Requirements:
• 1. In the text on transmission expansion planning, which candidate development path from the ISP 2022 corresponds to the optimal development path?
• 2. Resume the text on transmission expansion planning for the Australian NEM, writing onward from its final sentence.

Source extract:
++++

A variant to the methodology presented before corresponds to multiplying the costs in Figure 3 by the probability of each scenario before determining the regrets. This approach yields the LWWR solution and aims to incorporate scenario probabilities in the LWR approach that otherwise manipulates results across scenarios assuming to be probability agnostic (which is equivalent to assuming the same probability of occurrence in all scenarios).
The approach to calculate LWR/LWWR presented in (i)-(vii) describes the general mechanisms of the procedure. However, there are various ways to define the candidate development paths. In (i)-(vii), the matrix of costs is built by determining the cost of applying the full development path found by optimising each scenario in a deterministic manner. This is something that system operators that use LWR/LWWR, like NGESO or AEMO, do differently.
4. Case study applications
The different studies on expansion planning presented in this paper use the information presented in the ISP 2022 . The system under consideration corresponds to the Australian NEM as defined in the input assumptions database associated with the ISP .
The underlying data to describe the current and future system conditions is used directly from the ISP 2022 data. The studies conducted here only focus on making decision on transmission investment options, so the information on optimal generation capacity for the different technologies, retirement of synchronous units and storage capacity is obtained from the optimal development path found in the ISP 2022, which corresponds to the candidate development path 12 in that study. Figure 4a depicts the 10 subregions under consideration in the ISP for the expansion planning exercise. Figure 4b highlights the candidate lines (black segments) considered in the ISP 2022 (the picture excludes commercial solutions also considered in the ISP 2022).

++++

Material provided:
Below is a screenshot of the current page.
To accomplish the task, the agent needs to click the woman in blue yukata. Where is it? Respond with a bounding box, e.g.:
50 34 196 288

++++

Answer set:
• 1. Candidate development path 12

• 2.
The transmission system considers 11 existing links between the different subregions. The project EnergyConnect between SA and SNSW, although still under development, is considered to start operations in 2026. There are 34 transmission investment options (see Figure 4b) that consider different transfer capabilities across their boundaries and different investment costs.
The stochastic planning model has the capacity to model real transmission options, that is, the specific projects that are considered in the ISP and the relationships among projects. In this sense, the portfolio of options can be represented both considering mutually exclusive projects and must follow projects. The consideration behind mutually exclusive sets is that only one option can be built if this results in benefits for the overall expected cost minimisation objective of the problem. Must follow projects are represented as options that have to be in place in the system to build another option (simultaneous construction is also accepted). To focus on the transfer capacity requirements between boundaries, for simplicity the new links are not subject to Kirchhoff’s voltage law.
4.1. Scenario modelling
The case study applications conducted in this study consider a complex representation of future uncertainty built based on the four scenarios considered by AEMO in the ISP 2022. As discussed in , the more uncertainty is captured in the representation of the future, the more value can be identified for critical investment options. Figure 5 shows the structure of the multi-stage modelling approach adopted here, which was built using the information provided by AEMO for each of the scenarios under consideration in the ISP 2022, which include the Slow Scenario, Progressive Scenario, Step Scenario and Hydrogen (H2) Superpower Scenario. According to AEMO, these scenarios have a probability of occurrence of 4%, 29%, 50% and 17%, respectively.
Using the information provided for the 4 scenarios defined by AEMO, new, “intermediate” scenarios are created, in a way that the resulting scenario tree would more closely emulate potential “incremental” transitions across scenarios (for instance, to represent the possibility of transiting from the progressive to the step scenario between years 2027 and 2032, as shown in the scenario tree of Figure 5 for nodes 3 and 10). In the context of the studies presented here, the probabilities for these transitions are determined using a heuristic approach based on the original probabilities described for the 4 original scenarios. These probabilities can be modified to represent the view of the planner, and the values used here are illustrative.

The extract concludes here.